Edit the listing below by changing every "outline" to "contour" and keeping everything else the same. Leave the pictures out of your answer.

DATA EXTRACT:
-------

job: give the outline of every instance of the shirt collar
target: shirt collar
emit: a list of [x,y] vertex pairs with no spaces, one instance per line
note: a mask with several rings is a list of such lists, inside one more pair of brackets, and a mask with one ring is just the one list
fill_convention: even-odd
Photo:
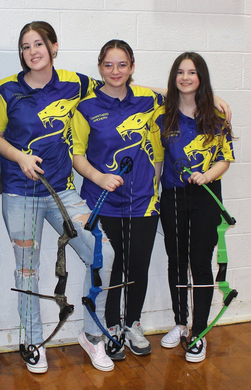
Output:
[[191,118],[191,117],[188,117],[186,115],[185,115],[181,112],[180,110],[179,110],[179,122],[187,122],[187,121],[193,121],[196,122],[195,119],[193,119],[193,118]]
[[133,104],[136,104],[135,97],[133,94],[133,90],[129,86],[127,83],[126,83],[127,92],[126,97],[124,98],[123,100],[121,101],[121,102],[117,98],[112,98],[111,96],[108,96],[108,95],[102,92],[102,91],[101,91],[100,90],[100,88],[103,86],[103,84],[101,85],[98,85],[94,92],[97,97],[99,98],[99,99],[102,100],[104,105],[108,108],[110,108],[115,101],[117,101],[118,103],[123,103],[127,101],[128,101],[130,103]]
[[[35,89],[33,89],[30,85],[28,85],[28,84],[25,81],[23,78],[25,74],[25,72],[23,71],[18,73],[18,82],[19,85],[21,85],[25,95],[28,95],[32,91],[38,90],[41,89],[41,88],[36,88]],[[60,89],[60,82],[59,81],[58,75],[55,70],[54,66],[52,67],[52,76],[51,76],[51,78],[49,82],[46,84],[46,85],[44,86],[44,88],[46,88],[49,85],[53,85],[54,88],[57,89]],[[42,89],[43,89],[44,88]]]

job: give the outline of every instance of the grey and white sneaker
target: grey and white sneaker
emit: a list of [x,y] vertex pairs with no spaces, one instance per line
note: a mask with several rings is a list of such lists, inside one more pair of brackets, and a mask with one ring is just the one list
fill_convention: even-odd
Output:
[[146,355],[151,352],[151,344],[144,337],[140,323],[134,321],[131,328],[126,326],[125,344],[136,355]]
[[162,337],[161,344],[165,348],[173,348],[179,344],[182,336],[187,337],[189,335],[189,329],[187,325],[184,330],[181,329],[179,325],[176,325],[169,333]]
[[[119,325],[115,325],[114,326],[111,326],[108,329],[108,333],[115,339],[117,341],[118,341],[121,335],[121,328]],[[115,353],[110,353],[108,350],[108,346],[110,339],[107,336],[104,337],[104,348],[106,355],[110,359],[113,360],[120,360],[124,359],[126,357],[125,347],[124,345],[119,351]]]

-------

ANSWER TO THIS TASK:
job: give the contour of every instance of the shirt collar
target: shirt collar
emit: a list of [x,y] vertex pairs with no spaces, one instance per line
note: a mask with several rings is a list of such lists, inside one more pair of brackets, and a mask with one ring is just the one list
fill_convention: even-odd
Photo:
Output:
[[191,118],[191,117],[188,117],[186,115],[185,115],[181,112],[180,110],[179,110],[179,122],[187,122],[187,121],[193,121],[196,122],[195,119],[193,119],[193,118]]
[[133,104],[136,104],[135,97],[133,94],[133,90],[129,86],[127,83],[126,83],[127,92],[126,97],[124,98],[123,100],[121,101],[121,102],[117,98],[112,98],[111,96],[108,96],[108,95],[102,92],[102,91],[101,91],[100,90],[100,88],[103,86],[103,84],[101,85],[98,85],[94,92],[97,97],[99,98],[99,99],[102,100],[104,105],[108,108],[110,108],[115,101],[117,101],[118,103],[123,103],[127,101],[128,101],[130,103]]
[[[35,89],[33,89],[30,85],[28,85],[28,84],[25,81],[23,78],[25,74],[25,72],[23,71],[18,73],[18,82],[19,85],[21,85],[25,95],[28,95],[32,91],[38,90],[41,89],[41,88],[36,88]],[[60,89],[60,82],[59,81],[58,75],[55,70],[54,66],[52,67],[52,76],[51,76],[51,78],[49,82],[46,84],[46,85],[44,86],[44,88],[46,88],[49,85],[53,85],[54,88],[57,89]],[[42,89],[43,89],[44,88]]]

job: give the contour of every instance of the grey and white sneaker
target: grey and white sneaker
emit: a list of [x,y] vertex pairs with no spaces, one instance per line
note: a mask with several rings is a list of such lists, inside one more pair of brackets, and a mask with one ring is just the one list
fill_convention: even-odd
Output:
[[146,355],[151,352],[151,344],[144,337],[140,323],[134,321],[131,328],[126,326],[125,344],[136,355]]
[[162,337],[161,344],[165,348],[173,348],[179,344],[182,336],[187,337],[189,335],[189,329],[187,325],[184,330],[181,329],[179,325],[176,325],[169,333]]
[[[119,325],[115,325],[114,326],[111,326],[108,329],[108,333],[115,339],[117,341],[118,341],[121,335],[121,328]],[[115,353],[110,353],[108,350],[108,346],[110,339],[107,336],[104,337],[104,348],[106,355],[110,359],[113,360],[120,360],[124,359],[126,357],[125,347],[124,345],[119,351]]]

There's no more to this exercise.